What you will do
Only the lines starting at the one that contains "Verify that every instance of the row" and running to the end should be repeated, exactly as written.

[Entries from a point annotation set]
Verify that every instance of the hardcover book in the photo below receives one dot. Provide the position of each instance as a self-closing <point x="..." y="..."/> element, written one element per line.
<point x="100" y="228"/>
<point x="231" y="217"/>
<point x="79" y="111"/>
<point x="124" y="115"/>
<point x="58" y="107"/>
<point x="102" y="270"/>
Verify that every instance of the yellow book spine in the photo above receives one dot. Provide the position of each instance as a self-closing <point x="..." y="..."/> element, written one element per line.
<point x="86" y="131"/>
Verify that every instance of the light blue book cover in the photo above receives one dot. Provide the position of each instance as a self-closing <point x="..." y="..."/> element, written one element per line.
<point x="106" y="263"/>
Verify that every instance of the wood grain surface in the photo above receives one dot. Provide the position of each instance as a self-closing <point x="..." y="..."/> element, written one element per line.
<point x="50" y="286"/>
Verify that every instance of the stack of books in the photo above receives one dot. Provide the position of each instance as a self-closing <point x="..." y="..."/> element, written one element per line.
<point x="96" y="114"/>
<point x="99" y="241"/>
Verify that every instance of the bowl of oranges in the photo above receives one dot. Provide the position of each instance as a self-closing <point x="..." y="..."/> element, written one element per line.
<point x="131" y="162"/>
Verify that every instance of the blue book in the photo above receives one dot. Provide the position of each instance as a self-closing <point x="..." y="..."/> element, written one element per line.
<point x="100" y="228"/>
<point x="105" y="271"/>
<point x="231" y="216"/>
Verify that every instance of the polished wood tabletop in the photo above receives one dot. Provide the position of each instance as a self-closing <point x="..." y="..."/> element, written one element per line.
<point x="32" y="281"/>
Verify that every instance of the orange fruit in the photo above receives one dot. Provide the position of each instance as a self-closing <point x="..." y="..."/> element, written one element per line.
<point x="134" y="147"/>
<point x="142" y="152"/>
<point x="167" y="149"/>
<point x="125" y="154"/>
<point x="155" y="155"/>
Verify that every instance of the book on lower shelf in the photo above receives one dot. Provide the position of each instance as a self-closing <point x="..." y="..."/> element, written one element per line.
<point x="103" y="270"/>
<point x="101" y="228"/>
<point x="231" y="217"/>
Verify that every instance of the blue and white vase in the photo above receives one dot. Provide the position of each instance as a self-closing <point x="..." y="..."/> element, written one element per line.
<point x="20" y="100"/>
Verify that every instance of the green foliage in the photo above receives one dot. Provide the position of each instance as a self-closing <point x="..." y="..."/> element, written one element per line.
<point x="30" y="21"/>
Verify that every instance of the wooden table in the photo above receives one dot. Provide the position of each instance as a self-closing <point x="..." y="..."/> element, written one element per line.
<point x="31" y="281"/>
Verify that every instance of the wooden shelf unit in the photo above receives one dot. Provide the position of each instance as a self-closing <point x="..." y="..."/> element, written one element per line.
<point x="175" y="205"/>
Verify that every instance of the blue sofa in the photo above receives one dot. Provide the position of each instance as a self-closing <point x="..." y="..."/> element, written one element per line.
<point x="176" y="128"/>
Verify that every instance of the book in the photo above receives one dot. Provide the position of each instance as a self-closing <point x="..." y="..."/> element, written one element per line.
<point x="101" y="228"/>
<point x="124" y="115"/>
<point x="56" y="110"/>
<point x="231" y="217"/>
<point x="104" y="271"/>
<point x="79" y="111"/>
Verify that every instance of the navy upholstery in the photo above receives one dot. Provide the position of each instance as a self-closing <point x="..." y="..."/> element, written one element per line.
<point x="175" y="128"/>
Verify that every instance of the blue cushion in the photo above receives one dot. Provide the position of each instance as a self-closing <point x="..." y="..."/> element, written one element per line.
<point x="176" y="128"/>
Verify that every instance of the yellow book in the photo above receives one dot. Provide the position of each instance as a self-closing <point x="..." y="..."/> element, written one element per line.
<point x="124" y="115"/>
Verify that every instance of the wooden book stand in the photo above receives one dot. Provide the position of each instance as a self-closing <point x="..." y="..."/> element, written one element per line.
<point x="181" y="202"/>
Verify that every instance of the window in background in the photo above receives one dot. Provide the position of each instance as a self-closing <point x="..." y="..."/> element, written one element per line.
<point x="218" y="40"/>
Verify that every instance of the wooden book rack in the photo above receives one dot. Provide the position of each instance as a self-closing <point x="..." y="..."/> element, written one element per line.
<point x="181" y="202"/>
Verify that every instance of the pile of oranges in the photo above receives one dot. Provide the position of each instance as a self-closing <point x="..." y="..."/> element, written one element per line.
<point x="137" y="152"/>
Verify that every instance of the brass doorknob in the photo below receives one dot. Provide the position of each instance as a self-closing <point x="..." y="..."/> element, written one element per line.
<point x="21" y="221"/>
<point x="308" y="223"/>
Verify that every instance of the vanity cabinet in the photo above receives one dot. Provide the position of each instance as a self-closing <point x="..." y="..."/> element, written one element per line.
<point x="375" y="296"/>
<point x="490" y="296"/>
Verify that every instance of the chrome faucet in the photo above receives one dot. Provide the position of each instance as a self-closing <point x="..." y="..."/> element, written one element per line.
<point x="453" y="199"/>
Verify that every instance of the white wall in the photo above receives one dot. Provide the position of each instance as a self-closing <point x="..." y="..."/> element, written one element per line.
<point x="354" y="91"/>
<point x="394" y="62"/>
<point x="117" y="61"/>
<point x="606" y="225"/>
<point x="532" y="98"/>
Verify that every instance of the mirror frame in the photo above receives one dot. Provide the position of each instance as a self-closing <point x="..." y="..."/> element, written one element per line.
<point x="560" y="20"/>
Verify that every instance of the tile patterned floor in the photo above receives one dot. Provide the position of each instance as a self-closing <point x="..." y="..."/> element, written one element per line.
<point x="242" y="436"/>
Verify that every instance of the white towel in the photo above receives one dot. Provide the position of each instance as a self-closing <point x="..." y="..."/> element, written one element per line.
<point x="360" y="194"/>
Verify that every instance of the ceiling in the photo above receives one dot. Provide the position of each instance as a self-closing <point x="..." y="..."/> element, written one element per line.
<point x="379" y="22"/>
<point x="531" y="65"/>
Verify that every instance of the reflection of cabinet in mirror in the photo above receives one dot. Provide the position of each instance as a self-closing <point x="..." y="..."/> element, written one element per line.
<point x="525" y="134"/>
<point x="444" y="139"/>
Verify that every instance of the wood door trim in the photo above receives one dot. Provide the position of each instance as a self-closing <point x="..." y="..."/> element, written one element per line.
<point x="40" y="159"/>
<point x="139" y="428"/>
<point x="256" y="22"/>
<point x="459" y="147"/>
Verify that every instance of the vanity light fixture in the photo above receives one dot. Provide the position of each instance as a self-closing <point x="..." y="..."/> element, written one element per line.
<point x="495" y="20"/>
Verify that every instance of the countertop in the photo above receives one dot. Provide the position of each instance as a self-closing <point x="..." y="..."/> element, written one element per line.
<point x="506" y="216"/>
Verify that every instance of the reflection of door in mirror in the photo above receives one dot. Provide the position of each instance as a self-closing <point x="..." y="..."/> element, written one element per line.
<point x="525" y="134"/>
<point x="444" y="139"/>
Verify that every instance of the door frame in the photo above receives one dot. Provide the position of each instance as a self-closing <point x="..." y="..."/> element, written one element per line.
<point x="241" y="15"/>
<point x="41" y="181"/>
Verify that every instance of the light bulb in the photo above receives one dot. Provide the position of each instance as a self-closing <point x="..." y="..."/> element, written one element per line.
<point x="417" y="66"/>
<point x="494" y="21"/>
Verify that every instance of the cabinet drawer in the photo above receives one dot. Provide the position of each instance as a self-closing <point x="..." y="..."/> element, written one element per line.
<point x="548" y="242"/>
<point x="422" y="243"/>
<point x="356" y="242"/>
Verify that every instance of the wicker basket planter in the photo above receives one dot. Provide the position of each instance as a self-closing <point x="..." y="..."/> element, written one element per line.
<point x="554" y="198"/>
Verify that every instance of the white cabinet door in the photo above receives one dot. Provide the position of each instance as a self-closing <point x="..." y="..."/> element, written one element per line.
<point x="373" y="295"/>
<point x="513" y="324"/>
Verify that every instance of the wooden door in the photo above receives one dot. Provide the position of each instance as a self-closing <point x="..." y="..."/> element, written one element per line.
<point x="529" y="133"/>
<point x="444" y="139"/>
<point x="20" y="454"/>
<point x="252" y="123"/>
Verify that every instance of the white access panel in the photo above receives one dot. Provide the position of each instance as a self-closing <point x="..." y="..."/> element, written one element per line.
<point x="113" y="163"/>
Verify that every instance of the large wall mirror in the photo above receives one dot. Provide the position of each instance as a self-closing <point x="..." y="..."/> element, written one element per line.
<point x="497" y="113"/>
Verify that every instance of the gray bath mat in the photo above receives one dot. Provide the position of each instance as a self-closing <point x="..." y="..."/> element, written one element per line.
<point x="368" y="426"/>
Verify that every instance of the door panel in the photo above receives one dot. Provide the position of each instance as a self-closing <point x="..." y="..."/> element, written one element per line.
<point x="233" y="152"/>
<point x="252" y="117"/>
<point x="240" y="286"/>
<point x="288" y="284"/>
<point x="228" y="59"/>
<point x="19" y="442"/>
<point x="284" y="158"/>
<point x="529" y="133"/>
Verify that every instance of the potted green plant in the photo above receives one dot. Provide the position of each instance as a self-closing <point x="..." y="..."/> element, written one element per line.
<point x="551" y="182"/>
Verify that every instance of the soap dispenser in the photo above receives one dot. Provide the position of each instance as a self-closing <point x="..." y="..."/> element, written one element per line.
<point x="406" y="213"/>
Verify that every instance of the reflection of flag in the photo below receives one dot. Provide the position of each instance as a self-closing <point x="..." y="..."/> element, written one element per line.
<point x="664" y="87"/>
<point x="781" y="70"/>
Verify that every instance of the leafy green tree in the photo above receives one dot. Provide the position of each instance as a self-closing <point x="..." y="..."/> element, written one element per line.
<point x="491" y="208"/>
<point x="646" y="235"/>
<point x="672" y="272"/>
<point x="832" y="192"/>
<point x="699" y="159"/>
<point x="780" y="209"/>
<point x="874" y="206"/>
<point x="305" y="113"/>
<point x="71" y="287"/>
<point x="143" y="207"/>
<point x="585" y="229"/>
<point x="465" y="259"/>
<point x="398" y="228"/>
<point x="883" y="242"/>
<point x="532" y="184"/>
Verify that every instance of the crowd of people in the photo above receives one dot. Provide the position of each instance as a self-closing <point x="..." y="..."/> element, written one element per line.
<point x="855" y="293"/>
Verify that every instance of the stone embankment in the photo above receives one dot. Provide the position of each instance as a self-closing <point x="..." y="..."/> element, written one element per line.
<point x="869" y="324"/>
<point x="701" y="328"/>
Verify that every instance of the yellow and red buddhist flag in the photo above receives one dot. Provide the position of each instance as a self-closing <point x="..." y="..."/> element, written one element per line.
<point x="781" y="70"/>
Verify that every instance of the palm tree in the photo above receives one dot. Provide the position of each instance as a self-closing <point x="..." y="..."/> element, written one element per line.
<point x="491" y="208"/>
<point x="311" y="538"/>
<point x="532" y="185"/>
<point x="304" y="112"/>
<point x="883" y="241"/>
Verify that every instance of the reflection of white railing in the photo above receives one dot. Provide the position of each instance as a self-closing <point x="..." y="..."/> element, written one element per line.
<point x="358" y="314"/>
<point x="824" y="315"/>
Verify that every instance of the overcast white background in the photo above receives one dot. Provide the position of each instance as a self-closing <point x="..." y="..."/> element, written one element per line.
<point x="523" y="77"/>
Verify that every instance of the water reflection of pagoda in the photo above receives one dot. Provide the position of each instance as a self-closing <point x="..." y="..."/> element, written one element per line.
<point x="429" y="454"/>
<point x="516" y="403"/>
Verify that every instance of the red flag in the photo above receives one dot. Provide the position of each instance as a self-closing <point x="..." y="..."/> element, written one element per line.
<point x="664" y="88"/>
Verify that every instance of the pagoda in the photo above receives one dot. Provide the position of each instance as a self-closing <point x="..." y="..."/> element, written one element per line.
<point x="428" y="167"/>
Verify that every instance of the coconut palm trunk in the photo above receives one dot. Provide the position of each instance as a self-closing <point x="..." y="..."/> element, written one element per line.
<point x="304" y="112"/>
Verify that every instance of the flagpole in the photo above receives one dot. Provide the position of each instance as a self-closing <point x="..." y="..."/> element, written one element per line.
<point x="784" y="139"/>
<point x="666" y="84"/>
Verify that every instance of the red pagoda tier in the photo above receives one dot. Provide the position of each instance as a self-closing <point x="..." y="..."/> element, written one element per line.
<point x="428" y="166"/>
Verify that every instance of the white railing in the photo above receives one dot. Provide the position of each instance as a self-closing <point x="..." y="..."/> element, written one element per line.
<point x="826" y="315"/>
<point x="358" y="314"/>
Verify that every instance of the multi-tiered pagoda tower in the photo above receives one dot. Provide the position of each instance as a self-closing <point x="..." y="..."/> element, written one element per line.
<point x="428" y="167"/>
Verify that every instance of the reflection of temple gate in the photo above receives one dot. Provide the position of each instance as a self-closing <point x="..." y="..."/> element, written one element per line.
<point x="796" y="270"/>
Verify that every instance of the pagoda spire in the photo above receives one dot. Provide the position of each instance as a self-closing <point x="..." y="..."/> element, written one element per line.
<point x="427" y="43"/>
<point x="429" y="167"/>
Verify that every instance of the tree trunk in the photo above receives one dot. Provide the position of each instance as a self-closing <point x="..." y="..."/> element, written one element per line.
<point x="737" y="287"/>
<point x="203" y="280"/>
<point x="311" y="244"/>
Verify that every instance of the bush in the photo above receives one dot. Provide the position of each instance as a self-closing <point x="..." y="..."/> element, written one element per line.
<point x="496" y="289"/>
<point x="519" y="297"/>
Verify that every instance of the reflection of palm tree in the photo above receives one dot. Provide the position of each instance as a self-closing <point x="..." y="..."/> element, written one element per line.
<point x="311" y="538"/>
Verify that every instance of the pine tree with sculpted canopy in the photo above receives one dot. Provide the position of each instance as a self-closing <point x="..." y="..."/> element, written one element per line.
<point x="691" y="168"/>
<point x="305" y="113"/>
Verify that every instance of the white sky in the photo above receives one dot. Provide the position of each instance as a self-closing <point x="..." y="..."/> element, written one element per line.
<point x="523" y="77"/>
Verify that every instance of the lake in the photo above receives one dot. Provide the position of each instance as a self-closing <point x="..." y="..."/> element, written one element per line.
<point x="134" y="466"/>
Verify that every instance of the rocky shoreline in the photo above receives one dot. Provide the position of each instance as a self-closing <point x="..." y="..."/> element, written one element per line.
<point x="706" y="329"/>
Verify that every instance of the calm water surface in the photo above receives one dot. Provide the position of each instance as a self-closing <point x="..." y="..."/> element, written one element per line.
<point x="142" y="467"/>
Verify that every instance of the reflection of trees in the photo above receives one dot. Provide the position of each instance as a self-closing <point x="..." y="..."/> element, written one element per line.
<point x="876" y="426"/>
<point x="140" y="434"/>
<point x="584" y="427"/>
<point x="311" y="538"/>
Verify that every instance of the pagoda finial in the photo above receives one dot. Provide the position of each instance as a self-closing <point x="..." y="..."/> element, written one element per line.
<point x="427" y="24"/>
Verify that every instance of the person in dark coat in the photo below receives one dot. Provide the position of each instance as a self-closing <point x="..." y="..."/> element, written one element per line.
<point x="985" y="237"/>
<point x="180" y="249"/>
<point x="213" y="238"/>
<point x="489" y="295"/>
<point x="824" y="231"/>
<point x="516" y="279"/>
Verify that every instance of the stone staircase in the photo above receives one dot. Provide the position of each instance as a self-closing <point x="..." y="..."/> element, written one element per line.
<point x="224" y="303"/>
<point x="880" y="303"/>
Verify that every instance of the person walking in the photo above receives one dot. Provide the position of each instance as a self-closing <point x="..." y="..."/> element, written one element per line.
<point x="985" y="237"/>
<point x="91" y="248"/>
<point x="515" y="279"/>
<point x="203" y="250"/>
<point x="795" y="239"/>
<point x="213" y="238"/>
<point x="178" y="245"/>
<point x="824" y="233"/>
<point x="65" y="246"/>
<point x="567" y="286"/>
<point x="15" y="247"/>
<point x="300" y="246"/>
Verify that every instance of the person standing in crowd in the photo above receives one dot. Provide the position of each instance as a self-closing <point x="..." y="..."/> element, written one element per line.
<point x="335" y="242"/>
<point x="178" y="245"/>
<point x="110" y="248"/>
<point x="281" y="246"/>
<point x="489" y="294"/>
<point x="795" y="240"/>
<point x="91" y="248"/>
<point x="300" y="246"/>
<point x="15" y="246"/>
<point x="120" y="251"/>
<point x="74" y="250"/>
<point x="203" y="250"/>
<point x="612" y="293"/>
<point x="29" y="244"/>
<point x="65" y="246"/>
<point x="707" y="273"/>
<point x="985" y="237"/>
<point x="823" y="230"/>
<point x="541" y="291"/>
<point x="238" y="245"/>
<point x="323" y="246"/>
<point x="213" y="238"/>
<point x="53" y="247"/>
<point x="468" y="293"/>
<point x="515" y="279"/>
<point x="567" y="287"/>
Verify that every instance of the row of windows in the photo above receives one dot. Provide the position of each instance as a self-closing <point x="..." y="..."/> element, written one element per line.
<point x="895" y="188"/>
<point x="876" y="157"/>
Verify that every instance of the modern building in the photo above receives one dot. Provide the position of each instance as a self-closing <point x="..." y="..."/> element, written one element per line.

Response
Verify that every instance of the row of windows in the photo above receives one dot. Provide the position of each instance as a self-closing <point x="..." y="..."/> element, written one element per line.
<point x="895" y="188"/>
<point x="876" y="157"/>
Verify that every instance of the modern building in the photo above receives one dot. Provide the position of each instance as a self-closing <point x="..." y="..."/> element, written one element per line.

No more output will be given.